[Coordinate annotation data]
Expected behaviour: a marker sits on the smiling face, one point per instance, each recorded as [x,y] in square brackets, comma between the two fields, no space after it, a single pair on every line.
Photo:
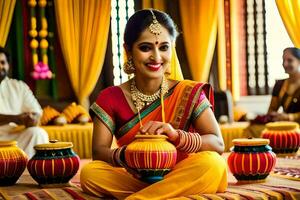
[151,54]
[291,64]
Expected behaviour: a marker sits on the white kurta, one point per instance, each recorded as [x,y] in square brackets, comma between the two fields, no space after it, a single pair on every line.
[16,98]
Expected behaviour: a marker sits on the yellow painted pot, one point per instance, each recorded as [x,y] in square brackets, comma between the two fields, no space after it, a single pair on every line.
[152,156]
[12,162]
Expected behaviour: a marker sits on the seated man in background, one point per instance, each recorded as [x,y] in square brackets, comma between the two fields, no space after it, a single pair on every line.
[18,106]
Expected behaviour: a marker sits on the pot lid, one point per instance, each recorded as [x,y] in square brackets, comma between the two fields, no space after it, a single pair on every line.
[8,143]
[148,136]
[282,126]
[250,142]
[54,145]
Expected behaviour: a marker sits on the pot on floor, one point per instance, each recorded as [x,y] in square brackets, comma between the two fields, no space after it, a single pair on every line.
[251,159]
[284,137]
[54,164]
[12,162]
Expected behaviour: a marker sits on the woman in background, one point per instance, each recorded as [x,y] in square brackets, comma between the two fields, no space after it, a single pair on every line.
[286,92]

**What is asked**
Can you update all of the data above so that every "marker" reads "dot", with everything else unchanged and the pictures left out?

**Answer**
Expected behaviour: a dot sits on the smiling face, one point per instance, each recorded as [x,y] in square brackets, comma between the two fields, no space after it, a single pair on every line.
Photo:
[151,54]
[291,64]
Expected behaviour: a dot sits on the white kurta, one point per instance, each recorded as [x,y] in square brackets, comma between the two fields, no space after it, a single pair on every line.
[16,98]
Expected behaviour: a dot sits on the yellow painted pot, one point per instance, each recorded as [x,y] in square brackets, comma between the two fields, no space after it, a single pair on every line.
[152,156]
[12,162]
Expected behaviour: a dot sits on the seated man in background, one point per instance, each recorded as [x,y] in square brackets, comma between the two fields, no space after it, a single pair on every line.
[18,106]
Expected behaviour: a dot sits on the pot lid, one point per instance, each recorded as [x,y] in square brackets, comma between the two fields, no space after it, a single pair on every line.
[8,143]
[148,136]
[282,126]
[250,142]
[54,145]
Expected behaviour: a dot sits on the pot on floor, one point per instance, each recorded as [x,y] in square brackets, comma between the two fields, no space after it, a single pair on every line.
[251,159]
[284,137]
[54,164]
[12,162]
Expected behaviour: a dot sits on the woman in background, one point per instance, each recorded as [x,y] in square brackets, comma between the two fields, no space after it, a single pair on every line.
[286,92]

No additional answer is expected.